Dataset entries
━━━━━━━━

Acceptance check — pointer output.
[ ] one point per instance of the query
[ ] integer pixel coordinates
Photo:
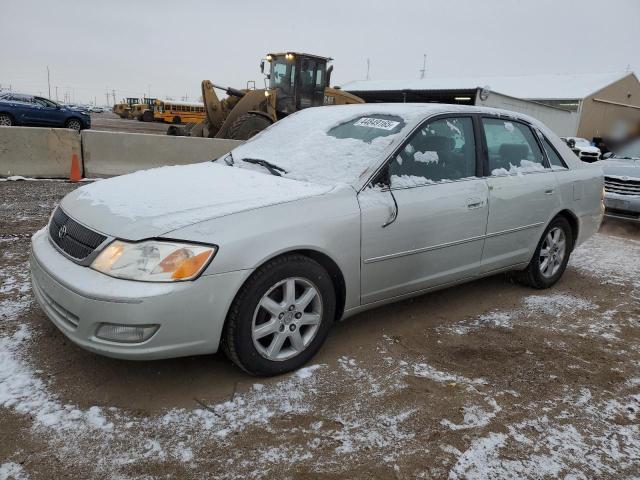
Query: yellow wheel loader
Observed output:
(296, 81)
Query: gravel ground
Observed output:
(109, 121)
(484, 380)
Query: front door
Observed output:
(428, 228)
(522, 193)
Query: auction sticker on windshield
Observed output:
(376, 123)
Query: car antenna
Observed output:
(394, 215)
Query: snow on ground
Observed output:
(580, 434)
(13, 471)
(614, 260)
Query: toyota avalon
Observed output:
(327, 213)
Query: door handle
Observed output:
(473, 203)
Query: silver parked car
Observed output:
(622, 182)
(329, 212)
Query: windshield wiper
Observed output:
(273, 169)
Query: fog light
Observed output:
(126, 333)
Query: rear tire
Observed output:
(288, 332)
(5, 120)
(248, 125)
(551, 256)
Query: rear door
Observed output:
(428, 228)
(522, 192)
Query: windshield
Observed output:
(632, 151)
(282, 74)
(328, 145)
(582, 142)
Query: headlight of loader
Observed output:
(153, 261)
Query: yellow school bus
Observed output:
(170, 111)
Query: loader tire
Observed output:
(248, 125)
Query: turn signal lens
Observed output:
(191, 266)
(153, 260)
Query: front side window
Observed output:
(512, 147)
(443, 150)
(554, 159)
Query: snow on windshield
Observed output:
(329, 145)
(583, 142)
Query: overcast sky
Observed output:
(170, 46)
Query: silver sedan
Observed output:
(327, 213)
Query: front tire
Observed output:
(280, 317)
(551, 256)
(74, 124)
(5, 120)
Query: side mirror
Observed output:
(383, 179)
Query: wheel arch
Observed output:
(337, 277)
(9, 114)
(573, 223)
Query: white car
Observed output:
(329, 212)
(622, 182)
(583, 149)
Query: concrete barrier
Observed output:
(37, 152)
(107, 154)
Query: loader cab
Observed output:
(299, 80)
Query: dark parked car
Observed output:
(32, 111)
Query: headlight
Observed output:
(154, 261)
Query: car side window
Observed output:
(554, 159)
(442, 150)
(512, 148)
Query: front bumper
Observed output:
(625, 207)
(78, 299)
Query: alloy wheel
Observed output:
(552, 252)
(287, 319)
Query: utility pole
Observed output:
(424, 66)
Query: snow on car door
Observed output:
(522, 193)
(436, 233)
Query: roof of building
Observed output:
(548, 87)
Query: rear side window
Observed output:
(554, 159)
(512, 147)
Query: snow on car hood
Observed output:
(589, 149)
(153, 202)
(621, 168)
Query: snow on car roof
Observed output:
(547, 87)
(303, 145)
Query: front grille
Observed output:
(75, 240)
(622, 187)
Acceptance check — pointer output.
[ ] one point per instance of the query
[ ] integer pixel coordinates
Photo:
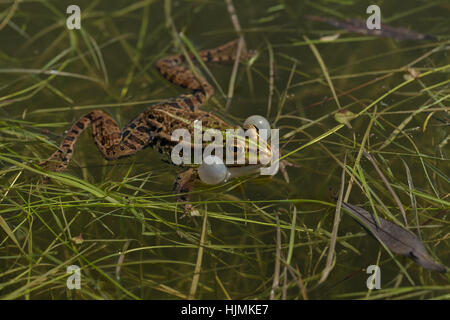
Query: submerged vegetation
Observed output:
(363, 119)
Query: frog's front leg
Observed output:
(182, 186)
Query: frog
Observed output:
(154, 126)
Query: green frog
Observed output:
(154, 126)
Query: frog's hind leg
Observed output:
(183, 185)
(110, 140)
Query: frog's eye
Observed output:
(212, 170)
(236, 148)
(260, 123)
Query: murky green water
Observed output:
(110, 65)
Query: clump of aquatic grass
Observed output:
(257, 238)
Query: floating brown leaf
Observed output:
(396, 238)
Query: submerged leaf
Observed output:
(396, 238)
(386, 31)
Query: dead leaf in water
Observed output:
(396, 238)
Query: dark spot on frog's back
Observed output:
(143, 129)
(189, 102)
(125, 133)
(80, 125)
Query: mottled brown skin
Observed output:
(154, 126)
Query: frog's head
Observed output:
(248, 147)
(245, 152)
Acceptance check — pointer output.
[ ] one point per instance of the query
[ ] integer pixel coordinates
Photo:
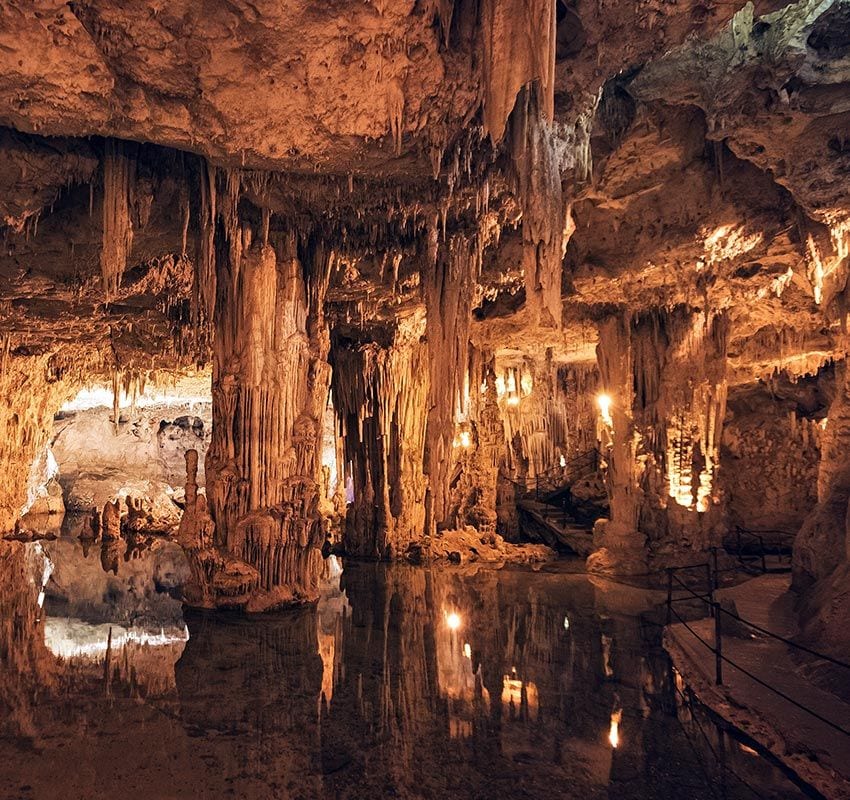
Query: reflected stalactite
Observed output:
(259, 680)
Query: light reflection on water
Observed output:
(402, 681)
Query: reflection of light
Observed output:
(70, 638)
(604, 402)
(614, 731)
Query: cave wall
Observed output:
(771, 458)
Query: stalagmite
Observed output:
(270, 384)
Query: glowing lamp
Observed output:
(614, 730)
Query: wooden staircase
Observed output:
(549, 512)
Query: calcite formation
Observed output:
(482, 241)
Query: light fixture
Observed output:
(604, 402)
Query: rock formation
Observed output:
(499, 235)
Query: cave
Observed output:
(424, 398)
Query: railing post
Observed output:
(716, 580)
(669, 595)
(718, 645)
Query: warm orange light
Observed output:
(614, 731)
(604, 402)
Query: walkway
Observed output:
(816, 752)
(557, 527)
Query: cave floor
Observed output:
(819, 754)
(402, 681)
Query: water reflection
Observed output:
(401, 682)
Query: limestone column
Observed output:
(270, 387)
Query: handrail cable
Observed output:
(759, 681)
(789, 642)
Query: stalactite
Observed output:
(537, 175)
(118, 176)
(270, 385)
(379, 393)
(448, 285)
(519, 48)
(620, 545)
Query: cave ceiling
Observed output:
(703, 152)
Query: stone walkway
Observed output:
(816, 752)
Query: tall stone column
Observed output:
(270, 388)
(380, 393)
(620, 547)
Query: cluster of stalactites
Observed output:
(448, 287)
(679, 364)
(118, 177)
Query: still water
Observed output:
(403, 681)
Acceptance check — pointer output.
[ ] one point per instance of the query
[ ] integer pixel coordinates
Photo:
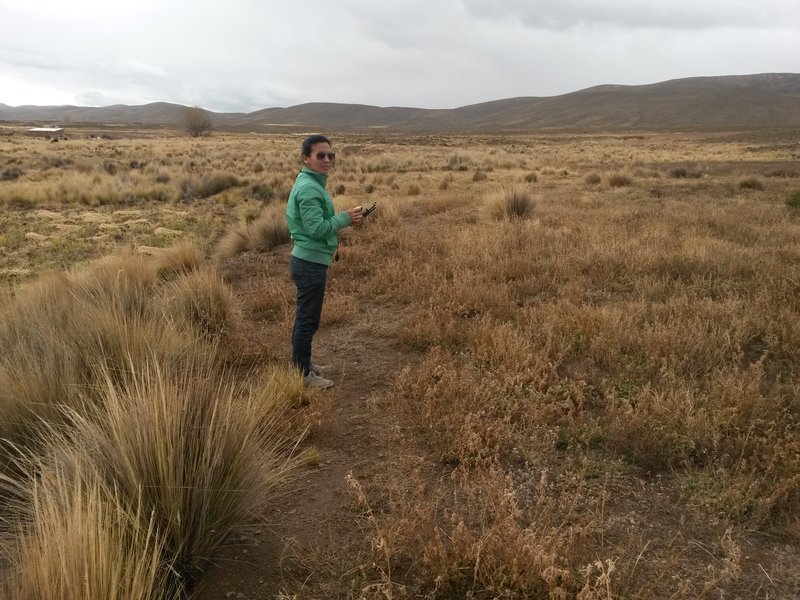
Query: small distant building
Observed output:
(50, 132)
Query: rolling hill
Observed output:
(770, 100)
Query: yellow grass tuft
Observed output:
(515, 202)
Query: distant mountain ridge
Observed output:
(734, 102)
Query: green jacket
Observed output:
(312, 220)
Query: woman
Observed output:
(314, 226)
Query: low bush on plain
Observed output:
(514, 202)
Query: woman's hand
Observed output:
(355, 214)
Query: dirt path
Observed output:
(317, 515)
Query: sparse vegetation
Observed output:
(592, 179)
(751, 183)
(793, 200)
(196, 121)
(601, 401)
(515, 202)
(619, 180)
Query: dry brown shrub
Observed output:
(263, 234)
(181, 258)
(203, 299)
(514, 202)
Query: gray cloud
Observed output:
(245, 55)
(674, 14)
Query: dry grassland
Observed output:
(607, 380)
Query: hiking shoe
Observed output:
(317, 381)
(321, 369)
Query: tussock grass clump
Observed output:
(181, 258)
(207, 185)
(685, 173)
(203, 298)
(388, 213)
(751, 183)
(619, 180)
(119, 411)
(76, 537)
(515, 202)
(479, 175)
(592, 179)
(265, 233)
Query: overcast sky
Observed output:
(244, 55)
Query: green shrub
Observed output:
(793, 200)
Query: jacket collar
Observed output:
(318, 177)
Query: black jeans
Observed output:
(309, 279)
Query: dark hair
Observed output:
(310, 141)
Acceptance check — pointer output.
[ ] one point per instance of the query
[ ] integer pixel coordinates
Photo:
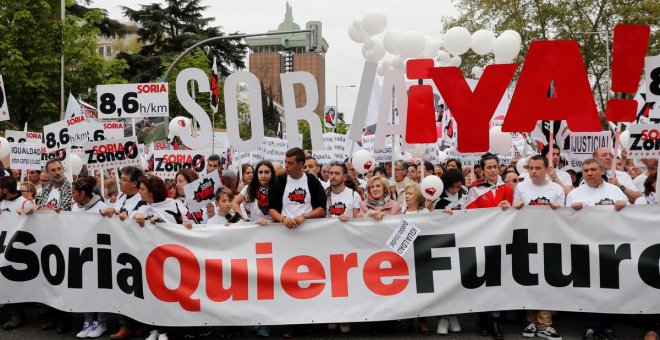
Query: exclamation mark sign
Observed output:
(628, 52)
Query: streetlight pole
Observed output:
(337, 100)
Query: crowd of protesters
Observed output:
(302, 189)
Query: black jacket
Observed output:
(276, 195)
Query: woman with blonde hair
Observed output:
(378, 202)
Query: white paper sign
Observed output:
(133, 100)
(168, 162)
(26, 156)
(644, 141)
(583, 144)
(106, 154)
(62, 134)
(652, 73)
(202, 191)
(403, 237)
(23, 137)
(4, 110)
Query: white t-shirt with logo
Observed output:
(125, 204)
(532, 194)
(297, 199)
(605, 194)
(17, 203)
(53, 198)
(260, 201)
(343, 203)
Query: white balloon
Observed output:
(5, 148)
(411, 44)
(391, 41)
(506, 48)
(179, 126)
(374, 22)
(521, 165)
(444, 57)
(500, 142)
(357, 34)
(373, 50)
(76, 164)
(483, 42)
(362, 161)
(455, 61)
(397, 63)
(431, 187)
(442, 156)
(457, 40)
(477, 71)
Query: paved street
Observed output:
(568, 324)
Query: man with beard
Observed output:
(621, 179)
(57, 195)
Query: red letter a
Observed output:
(562, 62)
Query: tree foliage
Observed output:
(590, 22)
(32, 40)
(167, 30)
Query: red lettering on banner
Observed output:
(473, 110)
(238, 287)
(339, 266)
(189, 269)
(572, 100)
(373, 273)
(151, 88)
(291, 277)
(265, 272)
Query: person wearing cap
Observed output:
(620, 179)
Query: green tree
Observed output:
(32, 40)
(168, 30)
(552, 20)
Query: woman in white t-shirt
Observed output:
(256, 194)
(414, 199)
(86, 201)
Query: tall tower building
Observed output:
(270, 56)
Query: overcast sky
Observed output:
(344, 59)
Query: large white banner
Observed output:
(593, 260)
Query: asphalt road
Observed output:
(569, 325)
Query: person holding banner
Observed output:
(490, 192)
(158, 207)
(57, 195)
(595, 191)
(296, 196)
(620, 179)
(129, 199)
(256, 194)
(379, 202)
(538, 190)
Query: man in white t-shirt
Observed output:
(595, 191)
(57, 195)
(651, 166)
(296, 195)
(343, 202)
(129, 199)
(538, 190)
(554, 174)
(312, 167)
(621, 179)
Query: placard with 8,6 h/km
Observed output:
(133, 100)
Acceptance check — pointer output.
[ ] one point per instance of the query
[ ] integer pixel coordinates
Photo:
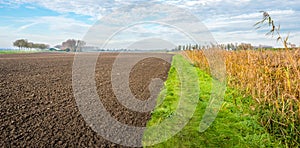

━━━━━━━━

## ASSIGNMENT
Using the entries above, return each line in which the word "frog" occurs.

## SOLUTION BELOW
Query: frog's front leg
Query: frog
Query: green frog
Query: frog's hind leg
Query: frog's eye
Query: dark spot on frog's back
Query: frog's head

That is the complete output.